**WRITTEN INSTRUCTION**
Retype everything from the line containing "Q: Can you identify where the yellow" down to the line containing "480 0 590 331" in the records below, changing nothing and leaving out every other line.

»»

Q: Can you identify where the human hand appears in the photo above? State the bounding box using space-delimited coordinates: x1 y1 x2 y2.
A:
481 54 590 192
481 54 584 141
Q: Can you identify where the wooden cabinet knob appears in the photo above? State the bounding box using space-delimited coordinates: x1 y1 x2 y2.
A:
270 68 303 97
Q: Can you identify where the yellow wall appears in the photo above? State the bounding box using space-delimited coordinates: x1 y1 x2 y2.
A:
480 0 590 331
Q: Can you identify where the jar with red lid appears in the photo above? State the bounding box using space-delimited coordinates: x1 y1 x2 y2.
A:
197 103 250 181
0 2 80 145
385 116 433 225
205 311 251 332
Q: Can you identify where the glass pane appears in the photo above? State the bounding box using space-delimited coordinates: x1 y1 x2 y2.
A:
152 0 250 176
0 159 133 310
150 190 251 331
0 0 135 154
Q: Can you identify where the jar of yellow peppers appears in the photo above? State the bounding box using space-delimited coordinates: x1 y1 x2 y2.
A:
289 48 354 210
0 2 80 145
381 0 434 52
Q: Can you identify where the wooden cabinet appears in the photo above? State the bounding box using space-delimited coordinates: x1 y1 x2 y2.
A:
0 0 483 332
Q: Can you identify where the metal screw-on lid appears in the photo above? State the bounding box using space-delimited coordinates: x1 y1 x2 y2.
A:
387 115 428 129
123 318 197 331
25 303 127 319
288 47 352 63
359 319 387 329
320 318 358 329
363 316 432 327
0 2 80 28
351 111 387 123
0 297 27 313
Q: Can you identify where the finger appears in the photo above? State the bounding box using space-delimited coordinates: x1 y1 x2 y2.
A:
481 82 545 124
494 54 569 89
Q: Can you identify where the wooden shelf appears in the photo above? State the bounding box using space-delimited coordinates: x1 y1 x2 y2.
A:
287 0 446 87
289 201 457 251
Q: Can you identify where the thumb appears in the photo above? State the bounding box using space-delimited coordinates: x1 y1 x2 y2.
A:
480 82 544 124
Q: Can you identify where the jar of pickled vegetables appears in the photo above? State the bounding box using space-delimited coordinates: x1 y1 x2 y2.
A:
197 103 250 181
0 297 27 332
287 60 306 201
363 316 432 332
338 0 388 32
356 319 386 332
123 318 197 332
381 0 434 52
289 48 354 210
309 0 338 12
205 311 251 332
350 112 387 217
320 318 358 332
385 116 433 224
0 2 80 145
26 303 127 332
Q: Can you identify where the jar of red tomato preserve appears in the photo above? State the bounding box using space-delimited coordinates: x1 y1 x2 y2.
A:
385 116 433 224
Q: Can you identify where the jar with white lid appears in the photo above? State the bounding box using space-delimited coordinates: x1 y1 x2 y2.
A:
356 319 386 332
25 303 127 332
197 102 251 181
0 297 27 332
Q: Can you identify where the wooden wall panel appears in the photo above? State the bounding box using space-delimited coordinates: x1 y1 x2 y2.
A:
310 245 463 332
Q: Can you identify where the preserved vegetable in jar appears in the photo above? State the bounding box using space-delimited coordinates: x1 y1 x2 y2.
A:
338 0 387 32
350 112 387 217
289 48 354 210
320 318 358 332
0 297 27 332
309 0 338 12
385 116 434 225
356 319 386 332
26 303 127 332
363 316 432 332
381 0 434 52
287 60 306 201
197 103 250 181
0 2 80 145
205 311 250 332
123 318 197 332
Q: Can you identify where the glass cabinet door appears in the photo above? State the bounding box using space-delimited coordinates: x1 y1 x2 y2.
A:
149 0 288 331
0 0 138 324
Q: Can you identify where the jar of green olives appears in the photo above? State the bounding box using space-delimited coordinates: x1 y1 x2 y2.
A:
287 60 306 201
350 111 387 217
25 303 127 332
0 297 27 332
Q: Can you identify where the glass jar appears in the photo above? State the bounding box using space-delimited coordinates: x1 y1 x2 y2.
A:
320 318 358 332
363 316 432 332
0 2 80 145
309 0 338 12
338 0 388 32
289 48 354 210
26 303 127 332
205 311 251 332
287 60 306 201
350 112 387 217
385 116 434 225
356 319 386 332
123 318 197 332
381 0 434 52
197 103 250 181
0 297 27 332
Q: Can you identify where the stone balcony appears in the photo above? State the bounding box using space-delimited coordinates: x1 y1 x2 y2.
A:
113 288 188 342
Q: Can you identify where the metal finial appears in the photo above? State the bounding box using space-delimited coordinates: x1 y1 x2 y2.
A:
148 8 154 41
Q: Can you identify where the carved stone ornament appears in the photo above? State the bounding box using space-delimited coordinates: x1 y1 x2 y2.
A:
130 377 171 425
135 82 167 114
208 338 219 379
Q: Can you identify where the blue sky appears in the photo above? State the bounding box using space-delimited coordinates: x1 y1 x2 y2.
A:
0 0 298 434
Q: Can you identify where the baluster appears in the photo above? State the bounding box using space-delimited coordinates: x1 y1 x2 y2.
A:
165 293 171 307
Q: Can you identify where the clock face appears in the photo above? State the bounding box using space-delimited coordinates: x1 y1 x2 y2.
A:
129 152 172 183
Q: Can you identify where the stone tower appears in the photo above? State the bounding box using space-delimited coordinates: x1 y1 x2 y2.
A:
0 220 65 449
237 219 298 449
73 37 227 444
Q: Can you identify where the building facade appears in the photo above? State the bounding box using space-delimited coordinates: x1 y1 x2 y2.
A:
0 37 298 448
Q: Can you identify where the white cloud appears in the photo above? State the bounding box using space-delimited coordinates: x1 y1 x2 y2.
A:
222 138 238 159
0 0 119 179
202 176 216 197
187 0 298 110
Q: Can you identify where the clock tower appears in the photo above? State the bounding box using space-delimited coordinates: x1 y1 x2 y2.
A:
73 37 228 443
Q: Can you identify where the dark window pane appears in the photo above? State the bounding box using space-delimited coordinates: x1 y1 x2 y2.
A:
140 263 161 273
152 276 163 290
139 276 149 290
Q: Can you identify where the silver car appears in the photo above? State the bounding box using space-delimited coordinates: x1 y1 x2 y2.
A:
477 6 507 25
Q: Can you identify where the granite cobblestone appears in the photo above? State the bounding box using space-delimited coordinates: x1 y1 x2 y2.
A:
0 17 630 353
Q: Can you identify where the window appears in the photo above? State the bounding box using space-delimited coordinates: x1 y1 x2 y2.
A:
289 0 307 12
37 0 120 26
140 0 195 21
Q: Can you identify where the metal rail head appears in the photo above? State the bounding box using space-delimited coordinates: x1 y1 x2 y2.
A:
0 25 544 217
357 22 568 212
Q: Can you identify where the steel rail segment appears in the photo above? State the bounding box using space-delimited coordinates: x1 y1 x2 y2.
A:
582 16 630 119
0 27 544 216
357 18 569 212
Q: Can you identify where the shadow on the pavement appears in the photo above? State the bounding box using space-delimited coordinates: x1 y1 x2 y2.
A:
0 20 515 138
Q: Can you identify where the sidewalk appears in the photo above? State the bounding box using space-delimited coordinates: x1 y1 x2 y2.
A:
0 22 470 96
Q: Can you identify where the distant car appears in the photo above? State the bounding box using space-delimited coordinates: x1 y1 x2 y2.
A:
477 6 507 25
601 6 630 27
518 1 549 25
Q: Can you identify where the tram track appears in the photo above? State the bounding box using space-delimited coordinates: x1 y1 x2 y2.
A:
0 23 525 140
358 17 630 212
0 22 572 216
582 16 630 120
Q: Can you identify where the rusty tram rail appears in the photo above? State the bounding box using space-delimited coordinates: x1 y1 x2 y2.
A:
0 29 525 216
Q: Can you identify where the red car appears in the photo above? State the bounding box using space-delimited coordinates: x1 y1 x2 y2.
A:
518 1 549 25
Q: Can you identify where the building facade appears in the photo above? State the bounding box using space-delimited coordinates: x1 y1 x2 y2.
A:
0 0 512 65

««

**PROBLEM SOLUTION**
Q: Can you identify where the yellow wall appears in the photo above? State the bounding box using space-delimited coordinates: x1 y1 x2 y2.
A:
480 0 590 331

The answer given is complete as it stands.